• **Exercise 1**:
Count the lines in the entries below that contain the word "formatted", and give only that number.

• **Passage to read**:
ERC721, Sir Tim, and Saying Hello To A Tokenized World

“Innovate, create and initiate the next technological transformation, that we cannot yet imagine”

Prof Bill Buchanan OBE
5 min readJul 1, 2021

My new passport arrived yesterday:

… and it asked me to immediately sign my name. Unfortunately, it has been a long time since anyone asked me to sign anything. So I scribbled something and moved on. The whole concept of a paper document and in signing something with a wet signature just seems to out-of-date. Why can’t I get an electronic PDF which is digital signed or a trusted version that sits in my wallet?

Recently, too, I purchased a new home (by the sea), and my conveyancer asked for my deeds. I basically had no idea where these were, and who had them. I then scrambled around the house looking for something that looked like a legal document and found some pieces of paper that seemed to define the deeds to the house. I scanned them as a PDF, and send it. “Is this it?”, “Yes. Thanks”. Pweh! In this modern time, you would think we had moved on a bit in a meaningful digital way, and where we start to create a more trusted digital world for buying something and for there to be electronic versions of the key documents we need.

• **Exercise 2**:
In the piece on paper documents above, copy the part from "My new passport" to "in my wallet?", keeping every word and mark as it stands.

• **Raw records**:
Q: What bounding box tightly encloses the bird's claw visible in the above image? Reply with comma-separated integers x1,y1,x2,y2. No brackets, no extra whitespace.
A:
...
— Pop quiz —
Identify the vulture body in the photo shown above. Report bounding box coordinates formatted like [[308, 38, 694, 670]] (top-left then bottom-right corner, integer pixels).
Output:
...
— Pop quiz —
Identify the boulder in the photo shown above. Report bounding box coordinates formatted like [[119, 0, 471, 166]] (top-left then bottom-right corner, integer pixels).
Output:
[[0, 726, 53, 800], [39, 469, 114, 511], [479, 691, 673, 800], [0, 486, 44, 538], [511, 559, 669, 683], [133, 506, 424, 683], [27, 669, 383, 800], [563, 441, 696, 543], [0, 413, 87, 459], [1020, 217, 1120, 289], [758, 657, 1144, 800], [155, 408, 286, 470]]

• **Full answer 1**:
2

• **Full answer 2**:
My new passport arrived yesterday:

… and it asked me to immediately sign my name. Unfortunately, it has been a long time since anyone asked me to sign anything. So I scribbled something and moved on. The whole concept of a paper document and in signing something with a wet signature just seems to out-of-date. Why can’t I get an electronic PDF which is digital signed or a trusted version that sits in my wallet?